Dataset rows
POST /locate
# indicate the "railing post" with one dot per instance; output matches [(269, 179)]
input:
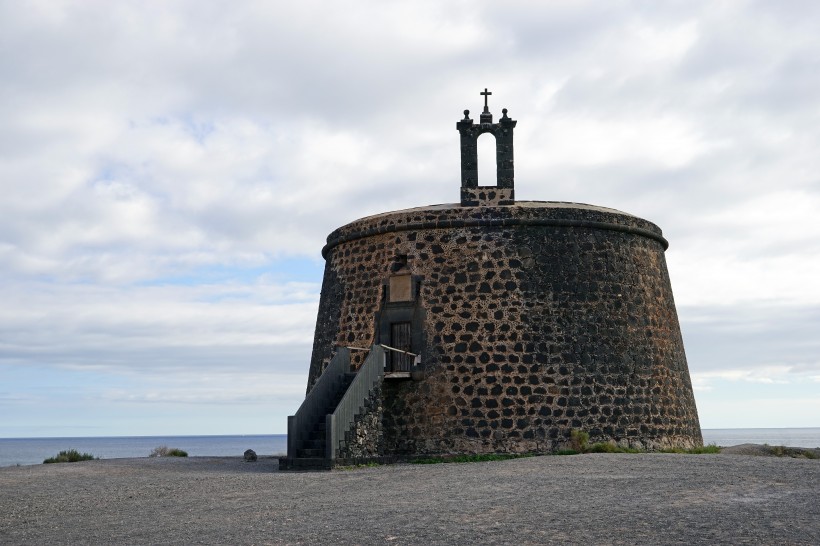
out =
[(292, 427)]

GOAL
Return every line of the records above verbatim, leaving out the pictures.

THE ANSWER
POST /locate
# indicate the "railing post" with one dot per instance; output matches [(269, 179)]
input:
out =
[(292, 427)]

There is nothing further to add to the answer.